_Records from a collection_
# # # #

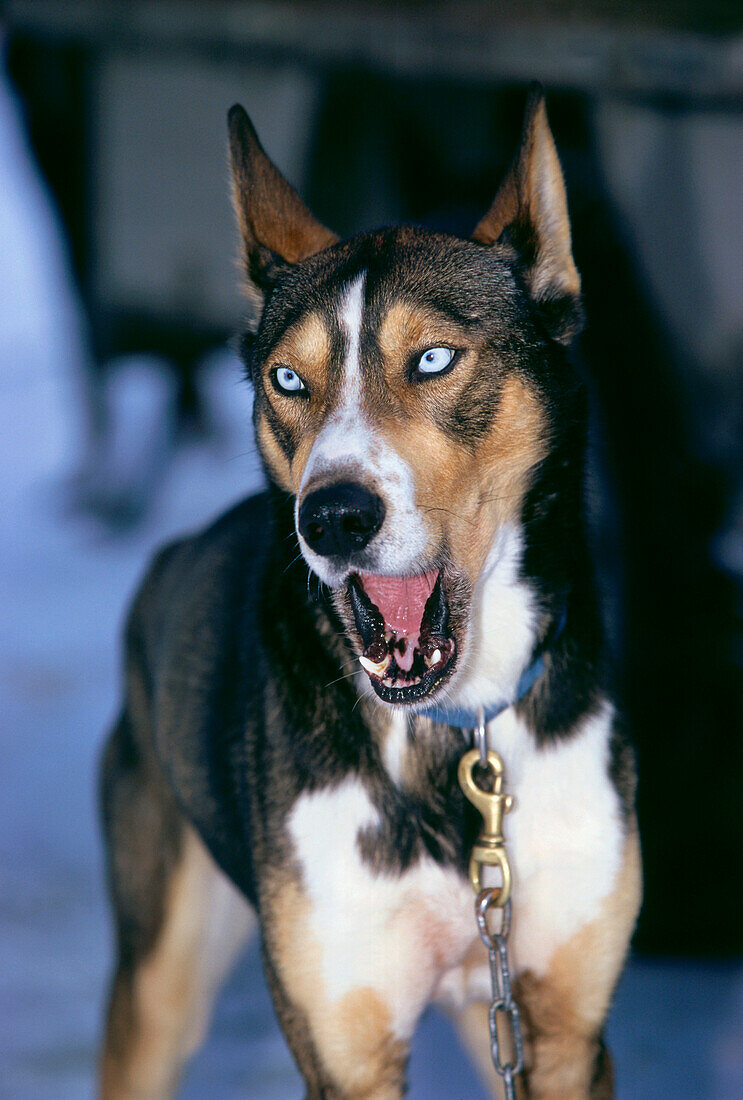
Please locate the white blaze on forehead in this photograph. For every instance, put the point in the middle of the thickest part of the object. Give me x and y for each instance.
(350, 444)
(346, 435)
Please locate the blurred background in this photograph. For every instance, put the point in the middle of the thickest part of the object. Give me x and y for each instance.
(124, 420)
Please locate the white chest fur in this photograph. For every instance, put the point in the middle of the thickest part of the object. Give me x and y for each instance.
(405, 936)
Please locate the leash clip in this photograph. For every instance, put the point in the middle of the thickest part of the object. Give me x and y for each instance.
(489, 847)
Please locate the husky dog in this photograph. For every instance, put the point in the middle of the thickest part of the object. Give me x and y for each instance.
(287, 749)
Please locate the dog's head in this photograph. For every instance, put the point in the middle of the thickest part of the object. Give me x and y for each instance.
(410, 387)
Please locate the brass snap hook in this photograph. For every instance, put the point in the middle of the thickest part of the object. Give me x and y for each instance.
(488, 849)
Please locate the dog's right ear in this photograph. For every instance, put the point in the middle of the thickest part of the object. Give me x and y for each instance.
(276, 227)
(530, 216)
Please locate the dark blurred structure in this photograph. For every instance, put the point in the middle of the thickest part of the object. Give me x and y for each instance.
(382, 112)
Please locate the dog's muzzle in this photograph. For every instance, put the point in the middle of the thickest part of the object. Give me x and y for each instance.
(340, 520)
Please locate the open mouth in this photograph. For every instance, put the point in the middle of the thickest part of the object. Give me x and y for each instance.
(403, 623)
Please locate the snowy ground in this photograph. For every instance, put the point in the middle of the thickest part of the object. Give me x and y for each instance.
(64, 583)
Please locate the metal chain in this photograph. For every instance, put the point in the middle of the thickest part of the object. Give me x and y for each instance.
(502, 1002)
(490, 849)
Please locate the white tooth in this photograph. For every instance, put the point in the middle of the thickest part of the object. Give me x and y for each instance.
(377, 670)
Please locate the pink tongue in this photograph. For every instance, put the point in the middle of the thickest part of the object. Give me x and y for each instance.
(401, 600)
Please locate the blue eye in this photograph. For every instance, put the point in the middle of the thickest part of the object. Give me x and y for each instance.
(288, 381)
(435, 360)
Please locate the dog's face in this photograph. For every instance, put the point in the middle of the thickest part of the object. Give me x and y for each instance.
(406, 392)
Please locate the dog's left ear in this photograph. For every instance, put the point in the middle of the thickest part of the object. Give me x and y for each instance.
(276, 227)
(531, 216)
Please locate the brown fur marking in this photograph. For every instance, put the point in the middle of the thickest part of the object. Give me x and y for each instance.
(352, 1036)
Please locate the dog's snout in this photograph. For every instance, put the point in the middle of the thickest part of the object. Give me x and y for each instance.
(340, 519)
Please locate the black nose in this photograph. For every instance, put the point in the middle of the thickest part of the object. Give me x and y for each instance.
(340, 519)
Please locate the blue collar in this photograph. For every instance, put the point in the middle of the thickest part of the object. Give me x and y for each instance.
(467, 718)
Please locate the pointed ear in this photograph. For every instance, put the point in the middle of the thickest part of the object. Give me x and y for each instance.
(531, 215)
(276, 227)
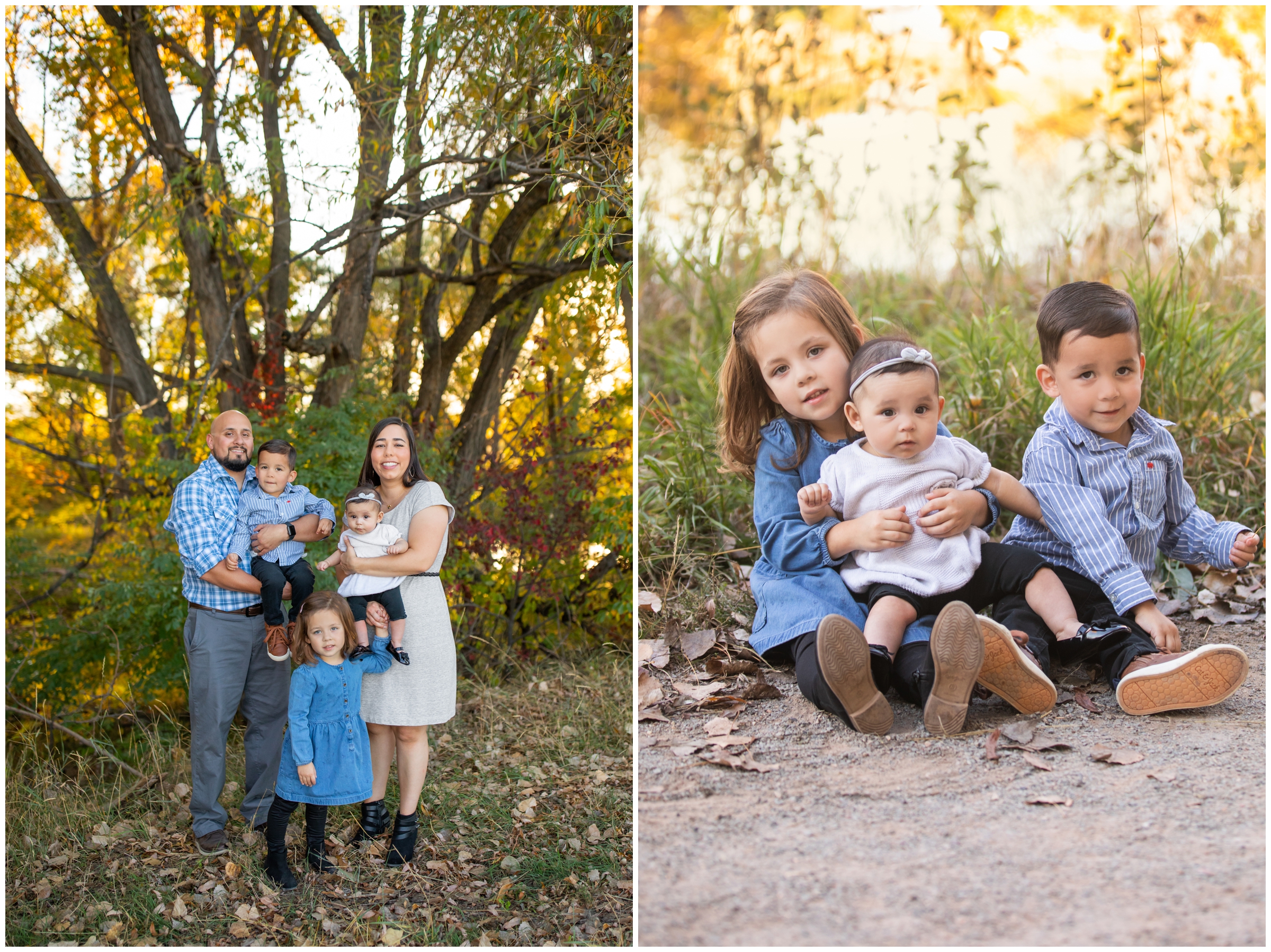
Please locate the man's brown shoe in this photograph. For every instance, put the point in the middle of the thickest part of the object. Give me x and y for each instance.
(1176, 681)
(844, 659)
(278, 642)
(213, 845)
(1011, 673)
(957, 652)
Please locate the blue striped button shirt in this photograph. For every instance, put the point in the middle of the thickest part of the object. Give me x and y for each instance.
(1111, 506)
(202, 516)
(257, 508)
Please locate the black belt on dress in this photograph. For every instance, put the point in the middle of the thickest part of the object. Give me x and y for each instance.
(251, 610)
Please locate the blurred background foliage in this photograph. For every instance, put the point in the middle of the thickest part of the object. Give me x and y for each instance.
(484, 295)
(946, 167)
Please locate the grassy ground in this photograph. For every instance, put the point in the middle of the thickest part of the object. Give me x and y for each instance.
(524, 839)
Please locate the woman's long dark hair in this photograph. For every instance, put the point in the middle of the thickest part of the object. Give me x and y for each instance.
(414, 472)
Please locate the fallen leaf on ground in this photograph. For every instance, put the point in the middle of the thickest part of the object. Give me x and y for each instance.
(1053, 801)
(1081, 698)
(719, 726)
(745, 762)
(649, 690)
(719, 667)
(694, 645)
(1020, 731)
(698, 692)
(990, 745)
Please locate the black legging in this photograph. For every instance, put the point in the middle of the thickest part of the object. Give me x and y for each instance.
(280, 815)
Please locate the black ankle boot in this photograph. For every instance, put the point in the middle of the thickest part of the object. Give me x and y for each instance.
(317, 855)
(406, 829)
(880, 668)
(278, 870)
(375, 821)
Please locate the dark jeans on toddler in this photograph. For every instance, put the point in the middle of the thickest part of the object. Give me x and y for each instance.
(1092, 605)
(272, 578)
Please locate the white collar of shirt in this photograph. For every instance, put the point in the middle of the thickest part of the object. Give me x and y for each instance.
(1145, 427)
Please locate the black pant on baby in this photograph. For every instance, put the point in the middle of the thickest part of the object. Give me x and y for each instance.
(272, 578)
(1092, 605)
(391, 600)
(1005, 570)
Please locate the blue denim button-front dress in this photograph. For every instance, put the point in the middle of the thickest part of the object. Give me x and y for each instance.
(326, 729)
(796, 582)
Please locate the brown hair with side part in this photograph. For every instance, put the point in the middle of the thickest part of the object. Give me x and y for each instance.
(414, 472)
(302, 650)
(745, 405)
(1091, 308)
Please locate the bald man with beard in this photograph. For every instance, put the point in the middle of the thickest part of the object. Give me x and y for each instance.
(230, 669)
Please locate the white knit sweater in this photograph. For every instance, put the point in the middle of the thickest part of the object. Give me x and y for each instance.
(861, 482)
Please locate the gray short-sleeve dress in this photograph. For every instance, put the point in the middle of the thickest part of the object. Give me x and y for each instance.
(423, 692)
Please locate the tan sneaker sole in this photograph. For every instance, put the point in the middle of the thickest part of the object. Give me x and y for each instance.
(844, 659)
(1202, 678)
(1011, 673)
(957, 652)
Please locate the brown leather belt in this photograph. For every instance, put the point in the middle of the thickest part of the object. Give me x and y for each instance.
(251, 610)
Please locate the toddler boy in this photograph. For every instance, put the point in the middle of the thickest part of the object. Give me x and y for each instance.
(1110, 482)
(275, 500)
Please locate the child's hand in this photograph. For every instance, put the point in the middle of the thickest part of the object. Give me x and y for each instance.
(1245, 548)
(881, 529)
(814, 502)
(952, 511)
(1165, 633)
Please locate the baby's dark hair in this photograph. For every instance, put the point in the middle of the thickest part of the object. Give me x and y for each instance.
(359, 493)
(882, 348)
(1091, 308)
(279, 448)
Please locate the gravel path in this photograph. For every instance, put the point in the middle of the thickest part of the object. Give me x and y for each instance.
(907, 839)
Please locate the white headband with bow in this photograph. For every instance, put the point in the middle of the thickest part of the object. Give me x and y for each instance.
(910, 355)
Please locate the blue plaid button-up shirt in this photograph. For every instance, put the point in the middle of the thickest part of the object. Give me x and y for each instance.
(1110, 508)
(257, 508)
(204, 516)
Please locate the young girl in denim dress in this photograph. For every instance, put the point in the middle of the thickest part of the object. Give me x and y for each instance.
(783, 385)
(326, 753)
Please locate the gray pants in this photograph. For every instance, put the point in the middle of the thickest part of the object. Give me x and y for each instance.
(230, 670)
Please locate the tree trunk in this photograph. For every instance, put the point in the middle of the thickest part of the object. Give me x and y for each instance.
(378, 97)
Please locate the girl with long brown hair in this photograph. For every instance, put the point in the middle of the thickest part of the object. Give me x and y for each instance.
(782, 391)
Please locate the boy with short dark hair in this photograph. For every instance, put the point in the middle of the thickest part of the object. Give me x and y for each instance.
(275, 500)
(1110, 482)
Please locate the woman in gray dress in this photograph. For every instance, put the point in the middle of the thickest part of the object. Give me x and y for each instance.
(399, 705)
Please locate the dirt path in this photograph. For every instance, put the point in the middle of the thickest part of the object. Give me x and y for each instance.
(912, 840)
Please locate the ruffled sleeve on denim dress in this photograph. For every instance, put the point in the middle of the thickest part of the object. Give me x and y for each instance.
(796, 581)
(326, 729)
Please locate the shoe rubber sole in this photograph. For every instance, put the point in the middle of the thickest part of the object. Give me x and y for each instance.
(844, 659)
(1204, 677)
(957, 654)
(1009, 673)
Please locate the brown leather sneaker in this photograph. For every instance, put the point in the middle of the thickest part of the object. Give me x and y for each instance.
(957, 654)
(844, 659)
(1011, 673)
(278, 642)
(1176, 681)
(213, 845)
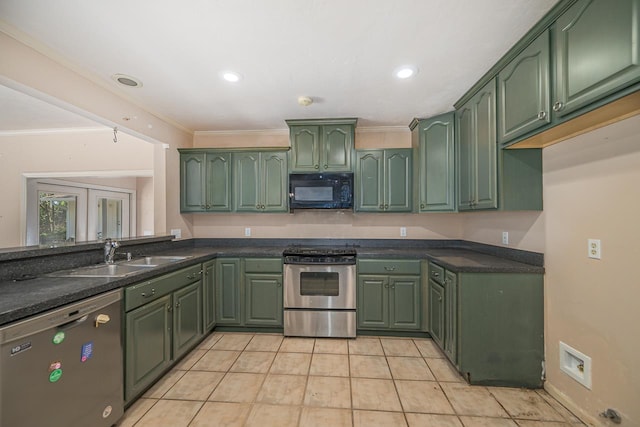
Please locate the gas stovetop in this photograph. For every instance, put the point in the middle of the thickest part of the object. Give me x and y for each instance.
(319, 255)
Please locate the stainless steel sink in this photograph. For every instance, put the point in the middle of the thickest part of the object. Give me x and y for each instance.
(120, 269)
(104, 270)
(155, 260)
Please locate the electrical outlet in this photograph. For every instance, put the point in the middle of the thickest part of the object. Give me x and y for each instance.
(595, 250)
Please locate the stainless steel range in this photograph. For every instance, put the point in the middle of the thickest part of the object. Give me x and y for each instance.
(320, 291)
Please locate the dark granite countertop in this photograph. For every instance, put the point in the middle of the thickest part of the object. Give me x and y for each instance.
(23, 298)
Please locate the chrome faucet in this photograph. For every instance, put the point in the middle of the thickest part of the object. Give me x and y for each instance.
(110, 247)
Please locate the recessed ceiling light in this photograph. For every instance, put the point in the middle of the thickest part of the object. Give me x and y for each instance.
(231, 76)
(405, 72)
(127, 80)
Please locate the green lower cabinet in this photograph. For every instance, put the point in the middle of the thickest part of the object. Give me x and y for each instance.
(436, 313)
(389, 301)
(249, 292)
(148, 345)
(163, 321)
(263, 299)
(187, 318)
(227, 293)
(208, 295)
(492, 327)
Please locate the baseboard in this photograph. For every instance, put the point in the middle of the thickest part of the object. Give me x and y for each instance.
(585, 417)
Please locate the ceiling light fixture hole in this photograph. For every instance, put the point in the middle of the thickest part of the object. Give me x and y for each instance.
(405, 72)
(127, 80)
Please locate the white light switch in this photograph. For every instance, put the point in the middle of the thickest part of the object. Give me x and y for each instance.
(505, 237)
(595, 250)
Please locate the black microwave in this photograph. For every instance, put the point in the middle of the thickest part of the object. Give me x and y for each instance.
(321, 190)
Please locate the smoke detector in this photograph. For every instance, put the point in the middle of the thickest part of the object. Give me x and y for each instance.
(305, 101)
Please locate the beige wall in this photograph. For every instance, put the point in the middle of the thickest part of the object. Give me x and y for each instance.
(83, 155)
(31, 69)
(591, 190)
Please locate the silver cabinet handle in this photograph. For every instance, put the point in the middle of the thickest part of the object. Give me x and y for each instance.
(145, 295)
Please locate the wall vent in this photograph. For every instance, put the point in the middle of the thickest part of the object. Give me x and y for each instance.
(575, 364)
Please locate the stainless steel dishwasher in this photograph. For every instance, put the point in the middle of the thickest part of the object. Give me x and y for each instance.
(63, 368)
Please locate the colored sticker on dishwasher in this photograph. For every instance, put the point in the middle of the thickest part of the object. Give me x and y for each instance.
(20, 348)
(55, 375)
(87, 351)
(58, 337)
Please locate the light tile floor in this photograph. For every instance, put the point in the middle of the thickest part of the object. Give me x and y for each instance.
(250, 379)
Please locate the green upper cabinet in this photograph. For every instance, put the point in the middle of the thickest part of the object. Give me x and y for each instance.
(205, 181)
(476, 148)
(383, 180)
(324, 145)
(597, 52)
(524, 91)
(260, 181)
(433, 142)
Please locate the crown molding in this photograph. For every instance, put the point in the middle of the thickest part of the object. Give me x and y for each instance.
(54, 131)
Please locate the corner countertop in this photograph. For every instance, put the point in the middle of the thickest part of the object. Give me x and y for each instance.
(20, 299)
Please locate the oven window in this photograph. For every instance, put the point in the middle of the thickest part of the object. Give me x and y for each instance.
(323, 194)
(319, 284)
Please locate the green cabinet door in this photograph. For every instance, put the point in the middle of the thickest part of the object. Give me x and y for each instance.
(404, 302)
(383, 180)
(273, 176)
(434, 144)
(465, 159)
(436, 313)
(450, 345)
(228, 291)
(369, 181)
(260, 180)
(148, 344)
(208, 296)
(321, 145)
(524, 91)
(597, 52)
(373, 302)
(247, 183)
(263, 299)
(193, 197)
(337, 148)
(486, 148)
(398, 180)
(218, 182)
(305, 148)
(205, 181)
(477, 151)
(187, 318)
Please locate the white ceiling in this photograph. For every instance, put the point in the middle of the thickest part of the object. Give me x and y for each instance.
(342, 53)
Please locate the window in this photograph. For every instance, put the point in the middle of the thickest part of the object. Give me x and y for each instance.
(61, 212)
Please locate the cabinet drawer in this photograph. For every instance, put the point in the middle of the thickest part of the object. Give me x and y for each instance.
(263, 265)
(388, 266)
(150, 290)
(436, 273)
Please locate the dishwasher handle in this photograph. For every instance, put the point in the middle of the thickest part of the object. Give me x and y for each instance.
(73, 323)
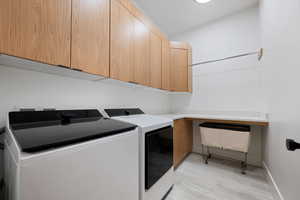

# # # #

_What is needed_
Format the records as a two-column CSV with the columns request and answer, one row per request, each field in quotation marks and every line break replaced by a space. Begin at the line that contains "Please locate the child's" and stop after the line that contains "(1165, 633)".

_Response to the task_
request,answer
"Please locate the child's hand in this photograph. For every instance, put the point in the middle of the thickest part of the object. Give me x and y for each instance.","(1245, 548) (881, 529) (814, 502) (952, 511) (1165, 633)"